* **Supplied passage**
--- START ---
I'm pretty embarrassed about this, but for several impressionable teenage years, I read and reread Ayn Rand's The Fountainhead at least six times. Now, in high school I was about as bloodied a bleeding-heart liberal as you could get, dubbed a "feminazi" by male classmates (yes really), a rabid recycler, a fervent believer in philanthropy. So please believe me when I say that I never bought into her manic, hyper-conservative DIY OR DIE mentality. But there was something about the way Rand discussed integrity and the satisfaction of good work and the respect for beauty over greed that, well, for better or worse, it stuck with me.
Man oh man, I wish I had had known of Edna Ferber back then. Edna Ferber is Ayn Rand for people with a soul. Or maybe that's too harsh? Let's go with "conscience" instead.
Did you know Ferber won the Pulitzer Prize in 1925? That most of her books were made into well-known musicals and movies? Showboat, for example? Cimarron? Giant? I was ashamed I had never heard of her, and then once I read her Pulitzer Prize-winning book So Big, and was stunned by its awesomeness, I figured maybe I was the only ignoramus among my peers. But... of my admittedly small sample size of five, zero had heard of her. So I am considering this review my anti-Rand good deed of the day. Read this book.
So Big will trick you with its sly, subtle unpredictability. On the surface it seems like a story you've read (or at least heard) a million times before. Young girl becomes an orphan, is forced into an alien and difficult living situation with strangers who don't understand or appreciate her. You think you know what's going to happen. Sure, she's got pluck and grit and a quirky spirit now, but it will undoubtedly become squashed by hard livin', leaving her a dried up husk of a woman. Only... it doesn't. Her life changes drastically -- from wild adventure and travel with her fast-living, gambling father, to hard labor and hyper-traditionalism on a Dutch cabbage farm on the outskirts of Chicago. And though her external beauty fades, heroine Selina Peake De Jong continues to blossom on the inside, where things really count. She continues to find adventure in whatever life brings her.
But the title would have us believe this story isn't about her (or is that another sly trick?). It is about her son, Dirk De Jong, nicknamed "So Big" for a game she used to play with him as a toddler. Selina wants the world for So Big, and she makes his happiness her life's work. But here again the book surprises us. Because although So Big ends up having everything a man could ever desire... it is Selina who has lived the full life, who sees beauty and artistry wherever she goes. Dirk does not have her poet's soul -- he eschews any potential for artistry in favor of money and comfort.
--- END ---
* **Assigned task 1**
List every book, musical, or movie the review names by title.
* **Assigned task 2**
For each statement, say whether the review agrees with it, and quote the exact words that decide it: (a) Ferber won the Pulitzer Prize in 1925. (b) Selina's father ran a Dutch cabbage farm. (c) Of the five people the writer asked, two had heard of Ferber.
* **Assigned task 3**
Reproduce the review word for word, starting with "Did you know" and going on through "Read this book.".
Rely only on the review for everything that follows.

* **Provided data**
--- START ---
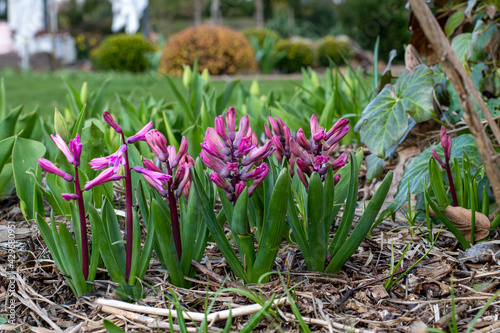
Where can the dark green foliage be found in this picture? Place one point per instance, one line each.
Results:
(298, 54)
(123, 52)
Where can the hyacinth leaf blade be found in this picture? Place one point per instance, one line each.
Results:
(245, 241)
(115, 269)
(437, 184)
(273, 227)
(113, 233)
(216, 229)
(25, 156)
(350, 208)
(315, 215)
(461, 239)
(362, 228)
(165, 240)
(298, 229)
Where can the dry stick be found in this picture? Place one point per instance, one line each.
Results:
(221, 280)
(194, 316)
(460, 79)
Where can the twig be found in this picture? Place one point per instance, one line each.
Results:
(460, 81)
(221, 280)
(194, 316)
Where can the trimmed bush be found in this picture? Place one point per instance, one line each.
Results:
(298, 54)
(335, 49)
(122, 52)
(260, 34)
(218, 49)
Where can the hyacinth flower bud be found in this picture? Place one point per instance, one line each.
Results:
(220, 128)
(446, 143)
(180, 154)
(108, 118)
(63, 147)
(76, 148)
(141, 135)
(231, 123)
(302, 166)
(50, 167)
(269, 135)
(220, 182)
(104, 177)
(303, 142)
(69, 196)
(158, 144)
(214, 163)
(438, 159)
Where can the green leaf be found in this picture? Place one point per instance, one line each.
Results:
(462, 45)
(272, 231)
(25, 156)
(453, 22)
(416, 173)
(316, 223)
(384, 121)
(362, 227)
(375, 167)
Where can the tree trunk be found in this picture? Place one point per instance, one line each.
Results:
(259, 13)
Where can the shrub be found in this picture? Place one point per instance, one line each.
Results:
(260, 34)
(298, 54)
(335, 49)
(218, 49)
(123, 52)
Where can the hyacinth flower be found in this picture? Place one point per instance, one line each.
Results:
(314, 156)
(177, 178)
(72, 154)
(280, 136)
(112, 164)
(234, 154)
(446, 144)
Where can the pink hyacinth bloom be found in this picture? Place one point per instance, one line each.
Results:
(116, 160)
(63, 147)
(158, 144)
(438, 159)
(104, 177)
(69, 196)
(108, 118)
(50, 167)
(76, 149)
(141, 135)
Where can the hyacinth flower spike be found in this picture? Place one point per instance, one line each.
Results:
(232, 155)
(315, 155)
(446, 144)
(72, 154)
(177, 181)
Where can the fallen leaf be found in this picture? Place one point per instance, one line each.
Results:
(461, 219)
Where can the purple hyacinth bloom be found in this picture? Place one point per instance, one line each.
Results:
(63, 147)
(50, 167)
(116, 160)
(141, 135)
(108, 118)
(104, 177)
(69, 196)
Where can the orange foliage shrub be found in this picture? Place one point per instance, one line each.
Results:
(219, 49)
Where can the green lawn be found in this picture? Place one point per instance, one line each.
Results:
(47, 90)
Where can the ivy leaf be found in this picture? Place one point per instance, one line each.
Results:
(385, 120)
(416, 174)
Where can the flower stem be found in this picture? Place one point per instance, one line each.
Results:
(174, 217)
(83, 227)
(452, 185)
(130, 218)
--- END ---
* **Task solution 1**
The Fountainhead, Showboat, Cimarron, Giant, So Big

* **Task solution 2**
(a) Yes: "Did you know Ferber won the Pulitzer Prize in 1925?"
(b) No: "from wild adventure and travel with her fast-living, gambling father, to hard labor and hyper-traditionalism on a Dutch cabbage farm on the outskirts of Chicago"
(c) No: "of my admittedly small sample size of five, zero had heard of her"

* **Task solution 3**
Did you know Ferber won the Pulitzer Prize in 1925? That most of her books were made into well-known musicals and movies? Showboat, for example? Cimarron? Giant? I was ashamed I had never heard of her, and then once I read her Pulitzer Prize-winning book So Big, and was stunned by its awesomeness, I figured maybe I was the only ignoramus among my peers. But... of my admittedly small sample size of five, zero had heard of her. So I am considering this review my anti-Rand good deed of the day. Read this book.